Go through the entries below and write each one out exactly.

Free-text object descriptions
= Beginning of Section =

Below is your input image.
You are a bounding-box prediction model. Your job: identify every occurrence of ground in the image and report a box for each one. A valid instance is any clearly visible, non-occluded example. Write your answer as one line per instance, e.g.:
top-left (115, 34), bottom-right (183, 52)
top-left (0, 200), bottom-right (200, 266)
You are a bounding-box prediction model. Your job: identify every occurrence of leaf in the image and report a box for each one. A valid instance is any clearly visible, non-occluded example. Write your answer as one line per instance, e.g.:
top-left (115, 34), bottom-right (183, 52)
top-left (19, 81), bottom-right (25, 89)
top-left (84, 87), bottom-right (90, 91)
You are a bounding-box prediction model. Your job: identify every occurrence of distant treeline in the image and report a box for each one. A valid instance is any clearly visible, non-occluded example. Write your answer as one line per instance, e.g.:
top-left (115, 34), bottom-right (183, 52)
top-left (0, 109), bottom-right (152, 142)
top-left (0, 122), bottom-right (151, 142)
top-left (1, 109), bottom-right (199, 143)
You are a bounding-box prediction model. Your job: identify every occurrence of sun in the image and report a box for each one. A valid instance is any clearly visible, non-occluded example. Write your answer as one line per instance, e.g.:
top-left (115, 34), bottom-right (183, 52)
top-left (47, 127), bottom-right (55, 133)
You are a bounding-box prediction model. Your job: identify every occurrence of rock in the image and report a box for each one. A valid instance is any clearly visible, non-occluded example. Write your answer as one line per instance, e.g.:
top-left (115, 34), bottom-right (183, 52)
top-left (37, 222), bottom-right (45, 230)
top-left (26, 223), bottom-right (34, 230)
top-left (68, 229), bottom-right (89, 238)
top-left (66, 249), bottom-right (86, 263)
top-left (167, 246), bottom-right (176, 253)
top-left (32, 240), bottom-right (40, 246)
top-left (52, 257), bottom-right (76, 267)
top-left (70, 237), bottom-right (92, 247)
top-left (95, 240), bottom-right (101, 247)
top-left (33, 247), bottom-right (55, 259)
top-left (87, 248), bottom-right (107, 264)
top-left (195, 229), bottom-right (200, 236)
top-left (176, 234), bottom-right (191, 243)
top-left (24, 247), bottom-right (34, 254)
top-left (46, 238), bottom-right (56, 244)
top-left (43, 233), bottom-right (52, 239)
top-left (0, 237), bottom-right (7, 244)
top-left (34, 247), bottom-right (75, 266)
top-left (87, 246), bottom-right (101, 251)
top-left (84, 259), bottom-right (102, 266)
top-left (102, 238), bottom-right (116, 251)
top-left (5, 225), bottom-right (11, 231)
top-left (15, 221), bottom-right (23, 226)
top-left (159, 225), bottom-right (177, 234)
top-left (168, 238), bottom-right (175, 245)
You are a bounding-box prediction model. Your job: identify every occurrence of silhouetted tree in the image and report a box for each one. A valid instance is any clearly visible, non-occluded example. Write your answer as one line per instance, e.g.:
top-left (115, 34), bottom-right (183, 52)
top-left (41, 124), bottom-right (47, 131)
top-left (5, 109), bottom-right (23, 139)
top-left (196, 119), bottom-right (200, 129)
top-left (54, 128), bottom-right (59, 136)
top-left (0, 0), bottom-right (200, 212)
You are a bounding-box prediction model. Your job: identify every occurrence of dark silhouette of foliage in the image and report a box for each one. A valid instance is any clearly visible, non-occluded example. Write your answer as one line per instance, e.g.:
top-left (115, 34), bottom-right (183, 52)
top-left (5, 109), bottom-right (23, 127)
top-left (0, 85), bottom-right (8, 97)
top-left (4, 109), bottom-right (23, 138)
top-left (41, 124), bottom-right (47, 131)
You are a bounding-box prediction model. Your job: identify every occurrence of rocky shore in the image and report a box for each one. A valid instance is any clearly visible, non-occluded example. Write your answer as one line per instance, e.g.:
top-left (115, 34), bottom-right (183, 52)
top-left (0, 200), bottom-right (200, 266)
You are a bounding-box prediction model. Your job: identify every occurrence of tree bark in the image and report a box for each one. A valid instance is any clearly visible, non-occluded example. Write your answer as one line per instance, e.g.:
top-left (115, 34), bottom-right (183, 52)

= End of Section =

RESULT BELOW =>
Below is your input image.
You are a bounding-box prediction model. Your job: identify every occurrence of ground in the image and report a box for each one. A valid instance is any clearly visible, non-occluded example. Write your answer as one line per instance, e.g.:
top-left (115, 34), bottom-right (183, 52)
top-left (0, 200), bottom-right (200, 266)
You are a bounding-box prediction model. Your job: identify every occurrence of leaf in the image and report a box for each one. A valid instance is any clearly visible, non-occluded example. Write your answer as one line per instance, e.g.:
top-left (115, 34), bottom-right (183, 52)
top-left (19, 81), bottom-right (25, 89)
top-left (84, 87), bottom-right (90, 91)
You are a bounding-box prediction model. Your job: identify every occurrence of distant treeline in the image and report a box for each one. A valid instance is any clearly visible, non-occluded example. Write your answer as one line per instance, e.g.:
top-left (115, 34), bottom-right (183, 52)
top-left (0, 109), bottom-right (152, 142)
top-left (0, 122), bottom-right (151, 142)
top-left (1, 109), bottom-right (199, 143)
You are a bounding-box prediction model. Your job: identify every occurrence of sun in the image and report a box for each one. A valid instance is any clearly visible, non-occluded example. Write your answer as one line per instance, e.g.:
top-left (115, 34), bottom-right (183, 52)
top-left (47, 127), bottom-right (55, 133)
You are a bounding-box prediction model. Your job: identify every occurrence of rock in the image and report a box for each one. A valid instance is any clearly visible, non-occluded example. Write your answer as one line per instance, e.g.:
top-left (115, 34), bottom-right (183, 52)
top-left (37, 222), bottom-right (45, 230)
top-left (26, 223), bottom-right (34, 230)
top-left (68, 229), bottom-right (89, 238)
top-left (66, 249), bottom-right (86, 263)
top-left (167, 246), bottom-right (176, 253)
top-left (32, 240), bottom-right (40, 246)
top-left (52, 257), bottom-right (76, 267)
top-left (70, 237), bottom-right (92, 247)
top-left (95, 240), bottom-right (101, 247)
top-left (33, 247), bottom-right (55, 259)
top-left (87, 248), bottom-right (107, 264)
top-left (195, 229), bottom-right (200, 236)
top-left (176, 234), bottom-right (191, 243)
top-left (24, 247), bottom-right (34, 254)
top-left (46, 238), bottom-right (56, 244)
top-left (43, 233), bottom-right (52, 239)
top-left (0, 237), bottom-right (7, 244)
top-left (34, 247), bottom-right (75, 266)
top-left (87, 246), bottom-right (101, 251)
top-left (84, 259), bottom-right (102, 266)
top-left (102, 238), bottom-right (116, 251)
top-left (5, 225), bottom-right (11, 231)
top-left (15, 221), bottom-right (23, 226)
top-left (159, 225), bottom-right (177, 234)
top-left (168, 238), bottom-right (175, 245)
You are a bounding-box prediction model. Your job: identify every occurrence of silhouetted tree in the image and report a box for each one. A valid instance is any clearly visible, non-occluded example. Write your answer as one line per instance, e.g.:
top-left (115, 34), bottom-right (183, 52)
top-left (41, 124), bottom-right (47, 131)
top-left (5, 109), bottom-right (23, 139)
top-left (196, 119), bottom-right (200, 129)
top-left (54, 128), bottom-right (59, 136)
top-left (0, 0), bottom-right (200, 212)
You are a bounding-box prediction model. Your job: identify every occurrence of dark silhouette of foliage in the image and report a box for each one. A valid instance is any clearly visible, non-occluded example. Write your answer as one line per instance, e.g.:
top-left (115, 34), bottom-right (183, 52)
top-left (5, 109), bottom-right (23, 127)
top-left (0, 85), bottom-right (8, 97)
top-left (4, 109), bottom-right (23, 138)
top-left (41, 124), bottom-right (47, 131)
You are a bounding-box prediction model. Your job: identify every occurrence of rocky shore in the image and report a box for each one. A valid instance is any clearly visible, non-occluded example. Write your answer as one line per instance, e.g.:
top-left (115, 34), bottom-right (183, 52)
top-left (0, 200), bottom-right (200, 266)
You are a bounding-box prediction model. Your job: identify every occurrence of tree bark in the image and report a box for each one. A valid instance is any clearly visible, non-occluded example. Write your answer as one line per instance, e.g.:
top-left (115, 34), bottom-right (183, 52)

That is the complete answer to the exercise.